**What the task asks**
Produce a verbatim copy of the entries listed below.

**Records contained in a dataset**
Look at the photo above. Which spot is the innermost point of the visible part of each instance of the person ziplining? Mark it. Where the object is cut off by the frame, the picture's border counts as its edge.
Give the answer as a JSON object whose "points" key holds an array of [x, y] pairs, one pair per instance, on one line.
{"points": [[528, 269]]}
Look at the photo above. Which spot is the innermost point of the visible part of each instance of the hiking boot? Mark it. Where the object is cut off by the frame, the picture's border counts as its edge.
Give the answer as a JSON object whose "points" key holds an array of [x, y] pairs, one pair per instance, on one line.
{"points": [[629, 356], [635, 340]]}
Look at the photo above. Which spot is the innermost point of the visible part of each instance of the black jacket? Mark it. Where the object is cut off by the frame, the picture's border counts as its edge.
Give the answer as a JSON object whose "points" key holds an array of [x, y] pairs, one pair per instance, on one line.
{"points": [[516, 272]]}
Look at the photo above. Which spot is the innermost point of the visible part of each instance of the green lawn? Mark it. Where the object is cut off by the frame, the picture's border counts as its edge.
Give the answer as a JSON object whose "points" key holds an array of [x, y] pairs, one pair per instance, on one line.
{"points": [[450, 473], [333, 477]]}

**Task answer**
Look at the photo above. Which spot is the innermost point of the visible part of each instance of the person ziplining? Mark it. Where the object is cut off by the frame, the picture's border counts as its edge.
Give the answer as a JSON object whose "points" key holds an array of [x, y] pairs, one pair per instance, on one line.
{"points": [[528, 269]]}
Look at the photo above. Which spot is the innermost point of the visible part of each instance of the hiking boot? Mark it. Where the object is cut off by the frame, the picture's border counts as its edge.
Give the answer as a JSON object whose "points" key holds an array of [x, y] pairs, one pair per instance, on one line.
{"points": [[629, 356], [635, 340]]}
Look at the photo above. Which spot is the innermost point of the visible part of each instance of the black jacket? Mark it. Where the object is cut off by the frame, the picture's border counts as its edge.
Give the answer as a JSON object whose "points" key holds an array of [x, y] pairs, one pair per instance, on one line.
{"points": [[516, 272]]}
Look at the photo above. Which spot is the innermost point of the visible part of each instance of the green lawn? Mark it. Where the object is cut off by the frame, the picture's border counts as its edge.
Give the answer as a JSON object whose "points" key holds an array of [x, y] pairs, one pair per instance, on one line.
{"points": [[450, 473], [333, 477]]}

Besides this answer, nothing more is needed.